* start Input for this task *

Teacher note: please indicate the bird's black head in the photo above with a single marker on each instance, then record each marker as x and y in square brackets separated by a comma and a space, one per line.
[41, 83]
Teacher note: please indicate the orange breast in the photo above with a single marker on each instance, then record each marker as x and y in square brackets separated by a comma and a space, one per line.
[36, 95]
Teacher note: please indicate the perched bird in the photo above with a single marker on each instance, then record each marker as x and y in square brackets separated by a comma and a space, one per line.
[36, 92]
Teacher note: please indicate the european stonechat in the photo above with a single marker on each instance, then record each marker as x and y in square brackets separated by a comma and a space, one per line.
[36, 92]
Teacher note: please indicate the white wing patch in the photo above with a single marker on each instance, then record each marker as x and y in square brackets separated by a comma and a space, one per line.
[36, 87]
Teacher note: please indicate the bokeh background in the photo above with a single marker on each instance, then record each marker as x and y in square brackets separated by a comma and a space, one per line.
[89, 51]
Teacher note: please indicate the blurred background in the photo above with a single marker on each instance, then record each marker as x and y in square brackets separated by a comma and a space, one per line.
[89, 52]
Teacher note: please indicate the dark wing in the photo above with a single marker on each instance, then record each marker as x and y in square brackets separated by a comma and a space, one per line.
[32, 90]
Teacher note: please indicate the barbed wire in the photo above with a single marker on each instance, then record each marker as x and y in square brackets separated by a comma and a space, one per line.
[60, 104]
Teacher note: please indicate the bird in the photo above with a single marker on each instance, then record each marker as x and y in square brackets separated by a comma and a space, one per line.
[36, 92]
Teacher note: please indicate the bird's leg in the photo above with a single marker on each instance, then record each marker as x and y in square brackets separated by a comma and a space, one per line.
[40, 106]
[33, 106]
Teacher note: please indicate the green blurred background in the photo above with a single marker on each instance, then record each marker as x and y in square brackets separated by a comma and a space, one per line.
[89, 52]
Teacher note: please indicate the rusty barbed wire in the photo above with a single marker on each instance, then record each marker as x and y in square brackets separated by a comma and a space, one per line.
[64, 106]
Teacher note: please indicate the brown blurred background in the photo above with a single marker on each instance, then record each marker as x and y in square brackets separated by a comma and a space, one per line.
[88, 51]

* end Input for this task *

Exercise description —
Transfer the material here, starting at the line that contains "Teacher note: please indicate the bird's leg" and ending with the last line of the material. Keep the requests, and add -147 to every x and y coordinate in the answers.

Response —
Teacher note: please indicate the bird's leg in the photo above with a single marker on each instance, then record each marker as x and y in square brackets separated by a comma and a space, one per line.
[-107, -41]
[-114, -41]
Teacher note: please indicate the green blurred background in the photo above with a single marker on each instance, then record each marker as x and y in square brackets separated by a comma and a space, one per line.
[-58, -95]
Teacher note: please indicate the rusty barbed wire in the photo above with a single marker on each instance, then record each marker as x and y in square brackets separated by a comma and a space, one per line.
[-83, -41]
Teacher note: please indicate the brown blurred background in the photo above with a single marker on each instance, then record each marker as x and y in square brackets separated by a comma and a space, one per line.
[-59, -96]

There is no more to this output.